_Source extract_:
====

Don't laugh.  There's a reason I'm adamant about being able to save the FAKE people I care about.  It's because I couldn't/can't save the REAL ones.

Just wait until you feel that powerlessness in real life, man.  You don't want to relive it.  I don't my favorite game series to turn into a psychological nightmare for me, okay?


Sorry to hear that, but you're not the only one who's lost people in real life.  And for many people that have, stories still have to have a degree of believability in them to be moving at all.   My brother in law once told us about being at a showing of Saving Private Ryan in a room full of old geezers - by the end of the film they stood up in silence and saluted during the credits.  They were that moved by it.  How do you think they would have felt if SPR portrayed a story where all the men survived by the end like it was some sort of Indiana Jones adventure where they all had plot armor?

But Mass Effect is different from a book, isn't it?  You have the power to change the narrative, to put yourself in the story, to have the kind of power real life will never give you.

====

_Given records_:
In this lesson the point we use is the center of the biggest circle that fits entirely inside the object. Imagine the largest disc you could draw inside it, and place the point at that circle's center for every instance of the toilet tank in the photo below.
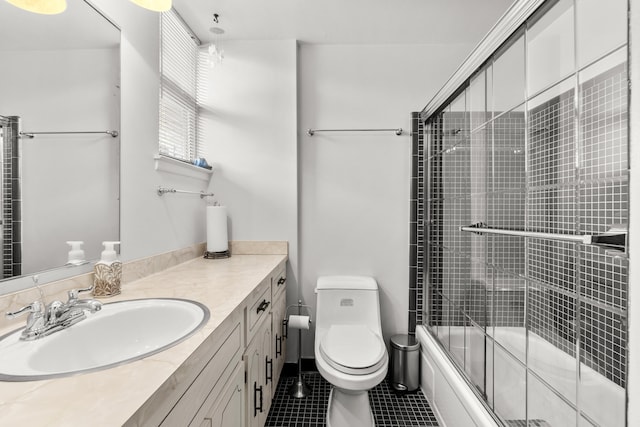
(347, 300)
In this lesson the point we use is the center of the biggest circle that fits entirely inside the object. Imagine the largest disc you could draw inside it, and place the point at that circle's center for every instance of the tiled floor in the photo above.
(389, 409)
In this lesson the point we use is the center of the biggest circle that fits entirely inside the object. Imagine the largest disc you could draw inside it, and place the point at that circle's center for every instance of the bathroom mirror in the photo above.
(60, 151)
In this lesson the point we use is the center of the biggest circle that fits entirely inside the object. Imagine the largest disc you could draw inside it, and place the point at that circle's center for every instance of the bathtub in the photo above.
(602, 402)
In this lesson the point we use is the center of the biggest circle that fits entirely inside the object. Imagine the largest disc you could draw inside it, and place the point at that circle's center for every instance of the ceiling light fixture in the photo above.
(155, 5)
(215, 50)
(45, 7)
(53, 7)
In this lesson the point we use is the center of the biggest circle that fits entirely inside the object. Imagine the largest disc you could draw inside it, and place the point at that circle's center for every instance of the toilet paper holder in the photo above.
(299, 389)
(285, 321)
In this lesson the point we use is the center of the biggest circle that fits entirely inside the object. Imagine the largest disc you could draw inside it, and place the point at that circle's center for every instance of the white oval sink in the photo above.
(121, 332)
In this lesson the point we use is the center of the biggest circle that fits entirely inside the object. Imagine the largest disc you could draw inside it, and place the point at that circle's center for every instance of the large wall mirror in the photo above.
(60, 144)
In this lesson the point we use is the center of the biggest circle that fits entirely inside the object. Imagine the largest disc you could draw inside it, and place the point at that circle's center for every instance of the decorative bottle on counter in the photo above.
(108, 272)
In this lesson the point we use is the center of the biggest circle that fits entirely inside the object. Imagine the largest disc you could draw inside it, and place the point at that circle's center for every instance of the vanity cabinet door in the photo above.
(255, 384)
(279, 340)
(228, 410)
(267, 361)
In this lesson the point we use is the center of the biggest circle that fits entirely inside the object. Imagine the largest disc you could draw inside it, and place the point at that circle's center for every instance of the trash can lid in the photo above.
(405, 342)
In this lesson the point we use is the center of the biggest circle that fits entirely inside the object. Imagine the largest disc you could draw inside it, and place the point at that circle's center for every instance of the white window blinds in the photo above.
(178, 89)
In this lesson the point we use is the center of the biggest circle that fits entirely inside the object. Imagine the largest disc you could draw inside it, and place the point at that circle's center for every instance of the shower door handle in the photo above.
(278, 346)
(256, 389)
(268, 371)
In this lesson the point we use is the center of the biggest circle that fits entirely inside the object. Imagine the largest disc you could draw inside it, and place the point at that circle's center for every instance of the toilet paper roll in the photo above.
(299, 322)
(217, 239)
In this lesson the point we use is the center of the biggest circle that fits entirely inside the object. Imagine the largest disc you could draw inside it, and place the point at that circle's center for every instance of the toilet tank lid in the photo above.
(346, 282)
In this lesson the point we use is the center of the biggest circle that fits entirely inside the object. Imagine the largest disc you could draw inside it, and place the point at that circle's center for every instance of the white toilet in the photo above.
(349, 349)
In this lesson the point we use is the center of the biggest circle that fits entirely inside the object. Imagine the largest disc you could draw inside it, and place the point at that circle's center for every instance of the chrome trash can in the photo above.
(405, 363)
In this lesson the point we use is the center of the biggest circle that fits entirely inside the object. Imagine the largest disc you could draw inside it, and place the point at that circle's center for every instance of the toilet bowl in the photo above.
(349, 349)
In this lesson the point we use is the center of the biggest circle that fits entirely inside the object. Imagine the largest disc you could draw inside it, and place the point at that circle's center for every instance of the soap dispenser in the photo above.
(76, 254)
(108, 272)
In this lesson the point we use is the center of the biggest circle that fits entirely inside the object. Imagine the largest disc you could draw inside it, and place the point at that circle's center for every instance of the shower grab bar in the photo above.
(398, 131)
(113, 133)
(163, 190)
(615, 238)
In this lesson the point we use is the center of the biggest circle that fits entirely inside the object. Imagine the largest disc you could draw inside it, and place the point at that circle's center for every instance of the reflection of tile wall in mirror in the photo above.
(69, 182)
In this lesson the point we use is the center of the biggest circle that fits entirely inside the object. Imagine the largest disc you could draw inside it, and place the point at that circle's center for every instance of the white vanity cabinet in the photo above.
(210, 388)
(278, 315)
(231, 378)
(265, 352)
(226, 409)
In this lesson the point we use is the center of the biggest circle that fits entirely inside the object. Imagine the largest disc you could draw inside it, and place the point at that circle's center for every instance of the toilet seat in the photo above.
(353, 349)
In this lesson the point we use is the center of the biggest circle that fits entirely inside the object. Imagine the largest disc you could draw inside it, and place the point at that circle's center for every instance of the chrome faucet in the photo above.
(56, 316)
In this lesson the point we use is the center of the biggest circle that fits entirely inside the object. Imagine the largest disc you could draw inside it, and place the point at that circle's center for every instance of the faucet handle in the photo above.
(34, 307)
(73, 293)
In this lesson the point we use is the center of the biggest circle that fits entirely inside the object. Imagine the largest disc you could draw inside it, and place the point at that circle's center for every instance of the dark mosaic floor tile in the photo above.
(389, 408)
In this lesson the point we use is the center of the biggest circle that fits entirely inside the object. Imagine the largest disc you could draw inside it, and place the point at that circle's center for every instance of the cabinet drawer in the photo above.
(259, 307)
(226, 408)
(279, 282)
(211, 379)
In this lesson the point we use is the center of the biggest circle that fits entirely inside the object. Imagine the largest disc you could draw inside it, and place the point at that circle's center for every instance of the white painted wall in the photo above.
(633, 361)
(63, 174)
(354, 187)
(249, 128)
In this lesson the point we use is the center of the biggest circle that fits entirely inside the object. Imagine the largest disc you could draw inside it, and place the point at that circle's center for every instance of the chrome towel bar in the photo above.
(113, 133)
(311, 132)
(614, 239)
(162, 190)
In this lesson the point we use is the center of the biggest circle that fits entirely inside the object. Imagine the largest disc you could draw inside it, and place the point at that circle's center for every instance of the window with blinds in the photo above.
(178, 89)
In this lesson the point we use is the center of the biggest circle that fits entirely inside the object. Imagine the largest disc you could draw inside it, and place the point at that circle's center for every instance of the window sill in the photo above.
(169, 165)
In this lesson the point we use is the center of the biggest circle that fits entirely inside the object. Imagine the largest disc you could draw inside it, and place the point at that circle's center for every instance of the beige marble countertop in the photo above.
(111, 397)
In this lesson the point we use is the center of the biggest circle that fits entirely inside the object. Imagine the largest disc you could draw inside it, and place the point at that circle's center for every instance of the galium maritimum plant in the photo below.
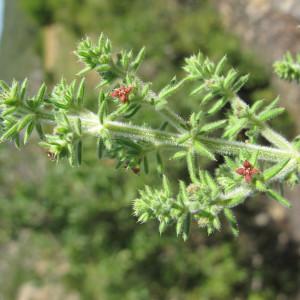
(245, 166)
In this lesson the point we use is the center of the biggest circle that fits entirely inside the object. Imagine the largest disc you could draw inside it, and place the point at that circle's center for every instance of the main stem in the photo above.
(91, 125)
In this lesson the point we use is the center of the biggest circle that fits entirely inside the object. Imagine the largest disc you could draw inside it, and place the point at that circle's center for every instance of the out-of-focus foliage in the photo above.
(87, 210)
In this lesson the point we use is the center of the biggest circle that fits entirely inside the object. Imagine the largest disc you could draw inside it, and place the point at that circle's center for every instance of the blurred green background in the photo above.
(69, 233)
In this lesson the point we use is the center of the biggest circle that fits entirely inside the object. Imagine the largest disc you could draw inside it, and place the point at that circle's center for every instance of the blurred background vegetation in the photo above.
(69, 233)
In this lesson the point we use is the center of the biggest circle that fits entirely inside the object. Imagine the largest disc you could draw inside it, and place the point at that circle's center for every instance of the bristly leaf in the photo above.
(276, 196)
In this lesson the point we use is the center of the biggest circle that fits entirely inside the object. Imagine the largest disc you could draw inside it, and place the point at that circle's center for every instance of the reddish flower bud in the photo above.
(247, 164)
(122, 93)
(247, 171)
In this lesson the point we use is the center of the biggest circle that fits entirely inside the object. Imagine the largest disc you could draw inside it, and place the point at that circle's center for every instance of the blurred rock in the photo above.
(49, 292)
(269, 27)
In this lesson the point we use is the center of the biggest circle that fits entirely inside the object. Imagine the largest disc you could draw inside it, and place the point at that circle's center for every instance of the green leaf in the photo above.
(212, 126)
(270, 114)
(232, 221)
(28, 132)
(203, 150)
(179, 155)
(80, 93)
(138, 60)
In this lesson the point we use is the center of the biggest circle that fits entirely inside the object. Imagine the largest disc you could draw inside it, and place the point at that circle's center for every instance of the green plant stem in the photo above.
(160, 138)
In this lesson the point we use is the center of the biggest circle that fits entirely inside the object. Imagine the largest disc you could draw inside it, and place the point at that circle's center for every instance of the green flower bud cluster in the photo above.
(243, 167)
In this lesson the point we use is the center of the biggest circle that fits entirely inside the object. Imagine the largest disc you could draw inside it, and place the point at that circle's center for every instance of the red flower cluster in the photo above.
(247, 171)
(122, 93)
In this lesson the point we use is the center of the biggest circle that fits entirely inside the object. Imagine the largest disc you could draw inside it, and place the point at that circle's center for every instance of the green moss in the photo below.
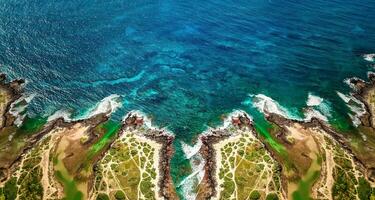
(272, 196)
(110, 128)
(102, 196)
(364, 189)
(255, 195)
(10, 189)
(120, 195)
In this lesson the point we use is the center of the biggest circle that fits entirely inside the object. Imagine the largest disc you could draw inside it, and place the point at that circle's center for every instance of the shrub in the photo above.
(255, 195)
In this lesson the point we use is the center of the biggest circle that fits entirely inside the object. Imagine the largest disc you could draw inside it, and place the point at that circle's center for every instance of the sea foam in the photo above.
(369, 57)
(313, 100)
(266, 105)
(107, 106)
(356, 107)
(18, 107)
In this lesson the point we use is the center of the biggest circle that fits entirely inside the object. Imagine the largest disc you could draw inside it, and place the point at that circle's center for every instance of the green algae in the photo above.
(110, 128)
(342, 123)
(32, 125)
(180, 167)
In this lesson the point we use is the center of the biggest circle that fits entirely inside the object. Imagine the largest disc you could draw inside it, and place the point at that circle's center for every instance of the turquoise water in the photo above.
(185, 62)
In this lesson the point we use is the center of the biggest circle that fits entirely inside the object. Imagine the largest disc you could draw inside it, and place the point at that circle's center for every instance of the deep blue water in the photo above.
(184, 62)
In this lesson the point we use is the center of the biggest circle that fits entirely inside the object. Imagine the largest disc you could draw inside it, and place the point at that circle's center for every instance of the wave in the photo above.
(313, 100)
(266, 105)
(317, 107)
(357, 108)
(18, 108)
(312, 113)
(61, 114)
(107, 106)
(190, 151)
(369, 57)
(189, 184)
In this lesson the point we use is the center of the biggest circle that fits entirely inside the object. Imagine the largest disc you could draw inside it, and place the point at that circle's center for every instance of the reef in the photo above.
(96, 157)
(312, 160)
(91, 158)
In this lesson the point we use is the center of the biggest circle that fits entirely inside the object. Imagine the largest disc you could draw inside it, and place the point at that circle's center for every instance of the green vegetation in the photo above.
(243, 160)
(365, 191)
(255, 195)
(120, 195)
(102, 196)
(110, 128)
(70, 187)
(304, 186)
(128, 168)
(272, 196)
(10, 189)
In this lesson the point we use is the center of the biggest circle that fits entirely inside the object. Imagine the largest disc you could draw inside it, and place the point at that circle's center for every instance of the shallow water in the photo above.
(186, 63)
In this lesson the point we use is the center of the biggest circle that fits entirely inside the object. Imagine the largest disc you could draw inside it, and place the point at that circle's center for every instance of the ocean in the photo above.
(185, 63)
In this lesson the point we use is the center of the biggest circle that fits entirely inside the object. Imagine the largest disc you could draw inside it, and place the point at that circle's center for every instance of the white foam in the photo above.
(107, 106)
(313, 100)
(357, 108)
(190, 151)
(266, 105)
(235, 113)
(146, 120)
(64, 114)
(191, 182)
(369, 57)
(312, 113)
(16, 108)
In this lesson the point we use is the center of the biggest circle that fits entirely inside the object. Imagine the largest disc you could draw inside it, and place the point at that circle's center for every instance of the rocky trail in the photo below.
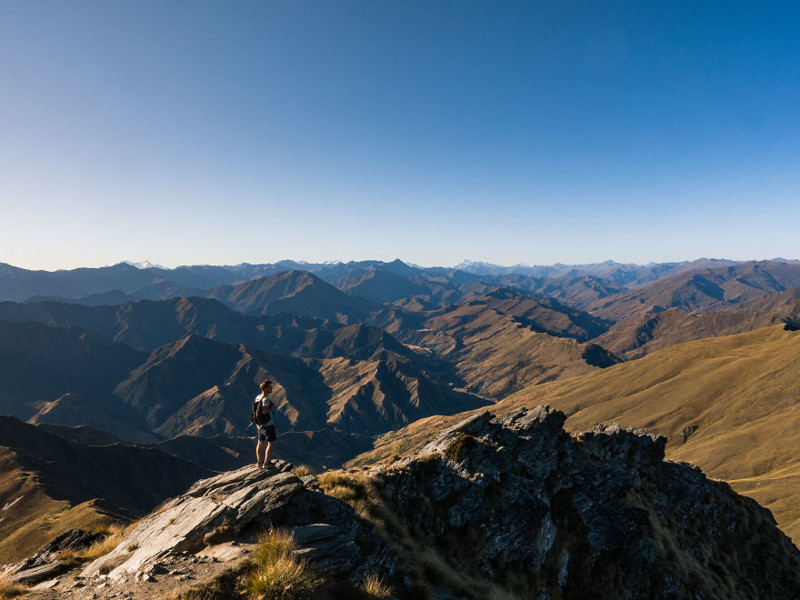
(508, 507)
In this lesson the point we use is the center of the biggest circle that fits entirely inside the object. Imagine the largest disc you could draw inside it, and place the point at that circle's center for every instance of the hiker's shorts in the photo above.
(266, 433)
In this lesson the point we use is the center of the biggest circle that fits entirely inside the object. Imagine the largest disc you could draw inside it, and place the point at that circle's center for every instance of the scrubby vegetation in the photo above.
(278, 574)
(11, 590)
(433, 567)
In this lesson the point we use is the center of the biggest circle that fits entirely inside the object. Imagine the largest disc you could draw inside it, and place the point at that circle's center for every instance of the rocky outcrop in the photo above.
(238, 506)
(598, 515)
(493, 507)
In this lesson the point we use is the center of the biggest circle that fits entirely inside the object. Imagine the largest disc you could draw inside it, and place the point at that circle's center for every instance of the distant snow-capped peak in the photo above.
(145, 264)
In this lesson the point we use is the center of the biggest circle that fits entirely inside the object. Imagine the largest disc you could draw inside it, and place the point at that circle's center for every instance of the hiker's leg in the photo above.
(271, 437)
(260, 451)
(269, 451)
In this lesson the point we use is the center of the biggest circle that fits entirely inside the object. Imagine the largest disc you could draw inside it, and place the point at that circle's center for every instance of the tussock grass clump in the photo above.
(10, 590)
(277, 573)
(114, 535)
(377, 588)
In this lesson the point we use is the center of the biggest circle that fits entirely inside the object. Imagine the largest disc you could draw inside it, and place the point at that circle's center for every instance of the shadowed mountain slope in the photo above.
(202, 387)
(146, 324)
(512, 507)
(728, 405)
(50, 485)
(295, 292)
(504, 340)
(638, 335)
(41, 363)
(70, 410)
(702, 291)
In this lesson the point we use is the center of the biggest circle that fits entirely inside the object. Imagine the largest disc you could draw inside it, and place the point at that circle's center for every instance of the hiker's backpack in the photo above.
(257, 416)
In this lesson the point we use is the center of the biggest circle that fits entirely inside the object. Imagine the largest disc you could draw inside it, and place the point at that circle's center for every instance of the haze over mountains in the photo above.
(170, 358)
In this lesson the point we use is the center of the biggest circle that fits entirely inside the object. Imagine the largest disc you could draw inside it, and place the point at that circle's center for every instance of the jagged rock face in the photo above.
(600, 515)
(239, 505)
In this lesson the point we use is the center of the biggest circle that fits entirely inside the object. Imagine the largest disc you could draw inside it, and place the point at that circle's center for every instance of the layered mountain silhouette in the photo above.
(49, 483)
(170, 359)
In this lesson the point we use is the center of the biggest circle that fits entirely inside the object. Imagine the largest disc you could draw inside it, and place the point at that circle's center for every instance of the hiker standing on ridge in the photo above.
(262, 417)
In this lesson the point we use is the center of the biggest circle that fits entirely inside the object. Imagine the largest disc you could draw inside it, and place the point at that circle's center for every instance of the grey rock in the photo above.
(40, 573)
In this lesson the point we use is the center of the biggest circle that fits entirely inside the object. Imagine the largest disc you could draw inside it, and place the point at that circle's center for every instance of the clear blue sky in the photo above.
(188, 132)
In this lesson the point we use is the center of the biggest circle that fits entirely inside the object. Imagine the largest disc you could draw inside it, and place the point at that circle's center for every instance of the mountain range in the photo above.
(376, 357)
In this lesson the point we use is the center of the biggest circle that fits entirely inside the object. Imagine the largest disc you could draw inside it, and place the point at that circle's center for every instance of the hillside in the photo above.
(501, 341)
(42, 363)
(294, 292)
(50, 485)
(728, 405)
(513, 507)
(702, 290)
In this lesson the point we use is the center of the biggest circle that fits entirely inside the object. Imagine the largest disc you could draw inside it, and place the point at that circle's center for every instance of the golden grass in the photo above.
(430, 571)
(277, 574)
(376, 587)
(10, 590)
(303, 471)
(741, 391)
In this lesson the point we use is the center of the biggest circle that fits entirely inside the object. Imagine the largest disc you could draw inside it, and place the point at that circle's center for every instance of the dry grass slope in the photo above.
(737, 398)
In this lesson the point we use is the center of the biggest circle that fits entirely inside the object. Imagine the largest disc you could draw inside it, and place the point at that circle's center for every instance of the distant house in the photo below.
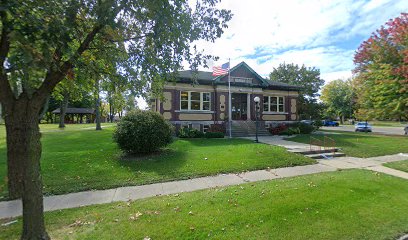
(76, 115)
(205, 102)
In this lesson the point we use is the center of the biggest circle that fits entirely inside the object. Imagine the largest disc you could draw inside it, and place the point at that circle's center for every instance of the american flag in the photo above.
(218, 71)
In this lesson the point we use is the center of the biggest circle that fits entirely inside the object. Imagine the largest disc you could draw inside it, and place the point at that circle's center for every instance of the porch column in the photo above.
(248, 107)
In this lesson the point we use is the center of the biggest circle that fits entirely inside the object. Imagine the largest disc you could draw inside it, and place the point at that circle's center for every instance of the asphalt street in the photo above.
(381, 130)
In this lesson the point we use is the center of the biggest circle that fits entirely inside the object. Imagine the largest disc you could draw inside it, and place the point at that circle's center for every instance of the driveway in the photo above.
(380, 130)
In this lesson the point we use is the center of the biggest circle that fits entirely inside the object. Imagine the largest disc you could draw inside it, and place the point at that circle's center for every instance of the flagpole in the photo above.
(229, 98)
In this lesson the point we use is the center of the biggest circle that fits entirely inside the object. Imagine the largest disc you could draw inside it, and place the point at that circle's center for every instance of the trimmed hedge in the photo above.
(293, 128)
(190, 133)
(143, 132)
(214, 135)
(195, 133)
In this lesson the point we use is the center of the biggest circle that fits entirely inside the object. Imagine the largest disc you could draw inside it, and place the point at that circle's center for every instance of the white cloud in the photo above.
(314, 33)
(321, 34)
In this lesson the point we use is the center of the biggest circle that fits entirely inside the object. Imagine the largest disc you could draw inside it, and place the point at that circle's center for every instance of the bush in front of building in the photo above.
(292, 128)
(190, 133)
(214, 135)
(143, 132)
(305, 128)
(278, 129)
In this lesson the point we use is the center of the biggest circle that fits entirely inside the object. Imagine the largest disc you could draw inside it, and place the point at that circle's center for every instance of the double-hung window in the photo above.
(195, 101)
(273, 104)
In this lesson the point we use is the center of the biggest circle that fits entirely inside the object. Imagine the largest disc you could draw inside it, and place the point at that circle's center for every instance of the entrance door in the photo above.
(239, 106)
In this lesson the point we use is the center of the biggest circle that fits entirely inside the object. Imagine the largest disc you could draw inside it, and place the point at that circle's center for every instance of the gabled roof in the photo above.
(217, 79)
(201, 75)
(206, 78)
(76, 111)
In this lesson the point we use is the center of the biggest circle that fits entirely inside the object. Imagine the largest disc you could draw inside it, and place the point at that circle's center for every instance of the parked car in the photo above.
(310, 122)
(363, 127)
(330, 123)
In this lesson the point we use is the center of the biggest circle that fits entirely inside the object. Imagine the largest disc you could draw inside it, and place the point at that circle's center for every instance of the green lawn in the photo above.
(400, 165)
(76, 160)
(362, 144)
(353, 204)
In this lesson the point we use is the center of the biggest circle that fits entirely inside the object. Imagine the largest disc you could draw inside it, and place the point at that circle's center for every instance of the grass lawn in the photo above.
(353, 204)
(400, 165)
(362, 144)
(76, 160)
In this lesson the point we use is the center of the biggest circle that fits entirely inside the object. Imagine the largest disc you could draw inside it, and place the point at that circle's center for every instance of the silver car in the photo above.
(363, 127)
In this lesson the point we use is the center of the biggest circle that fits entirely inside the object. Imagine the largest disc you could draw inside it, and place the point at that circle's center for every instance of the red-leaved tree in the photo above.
(381, 72)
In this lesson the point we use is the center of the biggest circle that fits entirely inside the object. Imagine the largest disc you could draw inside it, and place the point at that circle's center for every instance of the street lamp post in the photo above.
(256, 100)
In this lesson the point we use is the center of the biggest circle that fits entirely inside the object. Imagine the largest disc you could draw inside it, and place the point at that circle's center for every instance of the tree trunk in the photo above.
(63, 110)
(23, 159)
(97, 106)
(44, 109)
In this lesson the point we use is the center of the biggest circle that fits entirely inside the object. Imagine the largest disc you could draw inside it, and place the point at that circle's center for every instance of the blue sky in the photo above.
(322, 34)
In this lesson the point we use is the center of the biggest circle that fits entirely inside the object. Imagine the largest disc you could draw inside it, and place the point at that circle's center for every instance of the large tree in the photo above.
(41, 43)
(338, 98)
(382, 72)
(306, 77)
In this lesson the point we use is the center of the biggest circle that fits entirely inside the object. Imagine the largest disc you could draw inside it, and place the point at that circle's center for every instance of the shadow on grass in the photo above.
(165, 162)
(208, 142)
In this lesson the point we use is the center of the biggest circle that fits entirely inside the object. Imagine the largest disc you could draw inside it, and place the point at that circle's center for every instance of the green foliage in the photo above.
(143, 132)
(342, 205)
(310, 81)
(305, 128)
(141, 42)
(290, 131)
(338, 97)
(66, 170)
(381, 81)
(186, 132)
(214, 135)
(318, 123)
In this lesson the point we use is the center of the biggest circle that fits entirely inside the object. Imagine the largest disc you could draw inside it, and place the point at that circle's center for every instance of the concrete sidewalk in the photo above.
(72, 200)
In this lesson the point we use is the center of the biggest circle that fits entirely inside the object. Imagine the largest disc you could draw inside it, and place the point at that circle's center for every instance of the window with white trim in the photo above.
(195, 101)
(273, 104)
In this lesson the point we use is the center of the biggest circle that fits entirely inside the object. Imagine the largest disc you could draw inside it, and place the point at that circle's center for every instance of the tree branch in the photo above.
(53, 77)
(5, 89)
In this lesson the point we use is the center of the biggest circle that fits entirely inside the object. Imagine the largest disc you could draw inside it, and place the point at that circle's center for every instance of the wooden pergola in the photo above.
(76, 115)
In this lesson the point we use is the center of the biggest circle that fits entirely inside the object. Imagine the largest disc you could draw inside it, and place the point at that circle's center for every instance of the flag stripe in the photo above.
(221, 70)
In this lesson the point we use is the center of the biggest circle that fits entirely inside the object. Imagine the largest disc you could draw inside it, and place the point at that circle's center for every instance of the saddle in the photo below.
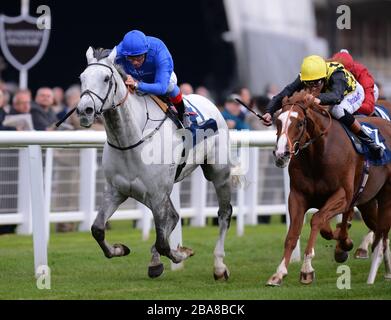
(196, 120)
(362, 149)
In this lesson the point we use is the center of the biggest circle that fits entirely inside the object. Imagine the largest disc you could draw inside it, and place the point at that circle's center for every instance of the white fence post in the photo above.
(176, 235)
(199, 192)
(24, 195)
(87, 187)
(39, 214)
(251, 195)
(296, 252)
(48, 186)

====

_Exercise tasks_:
1 > In the forum exchange, what did the old men at the Saving Private Ryan showing do at the end of the film?
2 > Retype the forum exchange from "Sorry to hear" up to and including "never give you.".

_Results of the tasks_:
1 > They stood up in silence and saluted during the credits.

2 >
Sorry to hear that, but you're not the only one who's lost people in real life.  And for many people that have, stories still have to have a degree of believability in them to be moving at all.   My brother in law once told us about being at a showing of Saving Private Ryan in a room full of old geezers - by the end of the film they stood up in silence and saluted during the credits.  They were that moved by it.  How do you think they would have felt if SPR portrayed a story where all the men survived by the end like it was some sort of Indiana Jones adventure where they all had plot armor?

But Mass Effect is different from a book, isn't it?  You have the power to change the narrative, to put yourself in the story, to have the kind of power real life will never give you.